**Requirement:** Which of the lines in the listing that follows hold "garland"? Pull each one out.

**Data provided:**
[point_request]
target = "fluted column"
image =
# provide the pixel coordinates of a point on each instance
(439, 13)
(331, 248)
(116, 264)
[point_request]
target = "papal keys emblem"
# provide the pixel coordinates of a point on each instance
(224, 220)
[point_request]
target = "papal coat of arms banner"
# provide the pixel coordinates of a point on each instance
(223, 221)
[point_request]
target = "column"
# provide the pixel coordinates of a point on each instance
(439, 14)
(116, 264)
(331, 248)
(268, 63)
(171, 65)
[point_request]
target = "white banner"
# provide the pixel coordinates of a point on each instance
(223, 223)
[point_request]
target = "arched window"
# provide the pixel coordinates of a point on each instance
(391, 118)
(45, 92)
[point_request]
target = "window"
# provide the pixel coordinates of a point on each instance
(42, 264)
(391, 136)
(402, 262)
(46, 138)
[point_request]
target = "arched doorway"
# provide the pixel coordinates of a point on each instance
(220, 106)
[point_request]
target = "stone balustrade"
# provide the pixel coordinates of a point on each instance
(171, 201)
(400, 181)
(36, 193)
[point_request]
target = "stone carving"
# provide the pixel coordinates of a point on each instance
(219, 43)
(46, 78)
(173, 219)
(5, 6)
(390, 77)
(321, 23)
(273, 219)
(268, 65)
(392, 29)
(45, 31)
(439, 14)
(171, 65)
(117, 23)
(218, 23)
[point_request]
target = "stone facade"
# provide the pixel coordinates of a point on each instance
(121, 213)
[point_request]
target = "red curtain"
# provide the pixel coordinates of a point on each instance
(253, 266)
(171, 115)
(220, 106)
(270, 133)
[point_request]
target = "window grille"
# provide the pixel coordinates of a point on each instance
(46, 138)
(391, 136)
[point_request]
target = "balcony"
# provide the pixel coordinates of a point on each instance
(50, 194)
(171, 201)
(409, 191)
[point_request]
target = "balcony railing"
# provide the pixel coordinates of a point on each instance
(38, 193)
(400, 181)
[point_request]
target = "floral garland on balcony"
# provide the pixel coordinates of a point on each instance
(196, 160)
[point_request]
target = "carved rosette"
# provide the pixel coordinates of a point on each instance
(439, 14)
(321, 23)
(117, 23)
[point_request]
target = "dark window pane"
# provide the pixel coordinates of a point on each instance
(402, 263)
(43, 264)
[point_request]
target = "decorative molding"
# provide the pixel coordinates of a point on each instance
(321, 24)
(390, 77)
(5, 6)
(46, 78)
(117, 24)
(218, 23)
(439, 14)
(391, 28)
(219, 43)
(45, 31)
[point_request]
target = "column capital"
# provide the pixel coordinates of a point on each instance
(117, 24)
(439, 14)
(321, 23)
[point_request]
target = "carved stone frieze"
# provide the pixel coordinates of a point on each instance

...

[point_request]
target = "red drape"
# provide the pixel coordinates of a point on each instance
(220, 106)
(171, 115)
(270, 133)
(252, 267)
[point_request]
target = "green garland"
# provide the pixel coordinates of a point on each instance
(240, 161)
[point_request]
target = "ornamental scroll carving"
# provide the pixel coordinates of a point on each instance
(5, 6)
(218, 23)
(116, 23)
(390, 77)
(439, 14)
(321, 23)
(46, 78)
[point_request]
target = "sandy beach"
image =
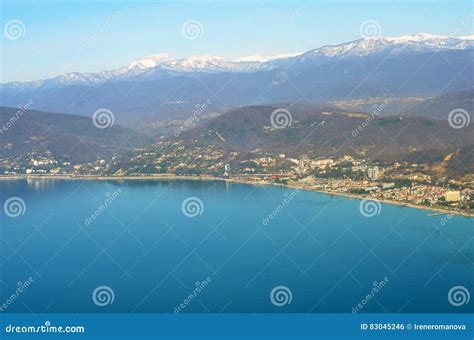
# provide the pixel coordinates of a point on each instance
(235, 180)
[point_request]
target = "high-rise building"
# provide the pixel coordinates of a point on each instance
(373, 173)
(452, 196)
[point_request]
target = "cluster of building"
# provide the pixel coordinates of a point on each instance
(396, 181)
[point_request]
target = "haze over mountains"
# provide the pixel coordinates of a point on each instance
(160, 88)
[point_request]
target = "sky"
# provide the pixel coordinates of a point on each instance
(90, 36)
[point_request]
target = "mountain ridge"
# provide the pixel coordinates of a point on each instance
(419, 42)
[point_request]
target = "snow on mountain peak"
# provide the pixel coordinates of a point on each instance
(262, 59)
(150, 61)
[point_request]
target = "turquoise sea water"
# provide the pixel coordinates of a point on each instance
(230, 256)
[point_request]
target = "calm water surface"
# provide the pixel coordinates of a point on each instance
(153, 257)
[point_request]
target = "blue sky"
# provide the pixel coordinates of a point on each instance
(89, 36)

**Output of the task:**
target = "floral garland on balcony"
target = "green garland"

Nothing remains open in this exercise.